According to this approach, the Haggadah is not primarily a script, but rather a set of dramaturgical and production notes, and we should use the Haggadah to help us plan a Seder that would include much less of the text of the Haggadah itself. The Haggadah would guide us in setting up our symbolic foods and stage directions. We’d still read some of the text for liturgical parts, like Kiddush, Hallel, grace after the meal, etc. But the Maggid section of the Seder would be completely Haggadah-less. The Seder would have no “You might think from Rosh Ḥodesh,” no Bearded Bickerers in Bnei Brak, no Bonus Plagues of Rabbinic Math, and no Family Feuding with the Four Sons, unless your family happens to feud spontaneously.
Instead, we would, you know, tell the story. Of the Exodus. From beginning to end. Maybe we’d tell it in our own words. Maybe we’d pause the narrative to sing each song in “The Prince of Egypt.” Or perhaps, more conservatively, we’d simply read Exodus 1 through 15 aloud. It’s a magnificent read!
And it’s not as if we don’t have precedent for reading a Biblical text in order to fulfill a commandment to remember a story. Every year on Purim, we read the Megillah (The Book of Esther), out loud, verbatim, beginning to end. Nothing could be simpler than reading Esther at Purim — there’s no Seder, no leaving things out, no presenting things out of chronological order, no reciting obscure rabbinic commentaries — and not because obscure rabbinic commentaries don’t exist for Esther the way they do for Exodus (because boy do they!), but simply because our practice is to center our Purim observance on the Biblical text of the story rather than commentaries on that text.
So why isn’t the Passover Seder like reading Esther on Purim?! Why not just read Exodus?
I believe there is, in fact, a very good reason that we don’t.
In this case, as in so many others, our practice knows better than our theory. I believe this difference between how we tell the Purim story and how we tell the Passover story derives from the Bible itself.
And I will explain how in a moment. But first, a word from David Brooks.
What are stories for?
Recently, while browsing in the Museum of Modern Art store in New York, I came across a tote bag with the inscription, “You are no longer the same after experiencing art.” It’s a nice sentiment, I thought, but is it true?… Does consuming art, music, literature and the rest of what we call culture make you a better person?

- - - -

§ Directive 1:
In the Seder essay, reproduce word for word the passage starting at "And it’s not" and ending at "on that text.".
§ Directive 2:
The Seder essay names the things a Haggadah-less Seder would not include. List each of them.

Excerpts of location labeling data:

- - - -

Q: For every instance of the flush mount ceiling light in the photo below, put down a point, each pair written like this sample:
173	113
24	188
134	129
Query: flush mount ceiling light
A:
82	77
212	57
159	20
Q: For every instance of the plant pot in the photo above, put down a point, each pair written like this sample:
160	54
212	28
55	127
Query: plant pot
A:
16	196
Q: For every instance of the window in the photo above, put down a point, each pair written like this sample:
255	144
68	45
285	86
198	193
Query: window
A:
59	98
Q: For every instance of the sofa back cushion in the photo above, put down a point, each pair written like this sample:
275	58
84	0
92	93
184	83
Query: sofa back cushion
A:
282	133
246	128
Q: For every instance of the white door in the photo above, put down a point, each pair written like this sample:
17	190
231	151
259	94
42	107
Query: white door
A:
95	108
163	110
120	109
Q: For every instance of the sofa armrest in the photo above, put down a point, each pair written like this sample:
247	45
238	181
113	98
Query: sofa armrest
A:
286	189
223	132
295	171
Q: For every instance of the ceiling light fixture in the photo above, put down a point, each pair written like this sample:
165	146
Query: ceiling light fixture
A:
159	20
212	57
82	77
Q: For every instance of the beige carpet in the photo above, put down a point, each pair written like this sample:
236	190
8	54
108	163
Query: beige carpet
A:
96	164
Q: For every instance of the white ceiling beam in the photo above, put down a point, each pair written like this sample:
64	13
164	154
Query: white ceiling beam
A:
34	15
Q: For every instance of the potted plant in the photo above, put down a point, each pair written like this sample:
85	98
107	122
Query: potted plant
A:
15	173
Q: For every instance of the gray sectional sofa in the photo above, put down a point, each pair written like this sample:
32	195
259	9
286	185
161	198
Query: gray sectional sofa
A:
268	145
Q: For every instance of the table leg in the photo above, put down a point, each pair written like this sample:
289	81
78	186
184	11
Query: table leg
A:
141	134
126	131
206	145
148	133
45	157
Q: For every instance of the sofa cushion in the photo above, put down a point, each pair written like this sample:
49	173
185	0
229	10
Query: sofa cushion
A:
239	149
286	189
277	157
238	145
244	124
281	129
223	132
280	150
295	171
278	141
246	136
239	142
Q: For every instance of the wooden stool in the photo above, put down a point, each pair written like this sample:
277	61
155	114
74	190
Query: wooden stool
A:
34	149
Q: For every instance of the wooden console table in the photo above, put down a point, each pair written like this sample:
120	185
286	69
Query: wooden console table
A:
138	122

- - - -

§ Full response 1:
And it’s not as if we don’t have precedent for reading a Biblical text in order to fulfill a commandment to remember a story. Every year on Purim, we read the Megillah (The Book of Esther), out loud, verbatim, beginning to end. Nothing could be simpler than reading Esther at Purim — there’s no Seder, no leaving things out, no presenting things out of chronological order, no reciting obscure rabbinic commentaries — and not because obscure rabbinic commentaries don’t exist for Esther the way they do for Exodus (because boy do they!), but simply because our practice is to center our Purim observance on the Biblical text of the story rather than commentaries on that text.

§ Full response 2:
- "You might think from Rosh Ḥodesh"
- Bearded Bickerers in Bnei Brak
- Bonus Plagues of Rabbinic Math
- Family Feuding with the Four Sons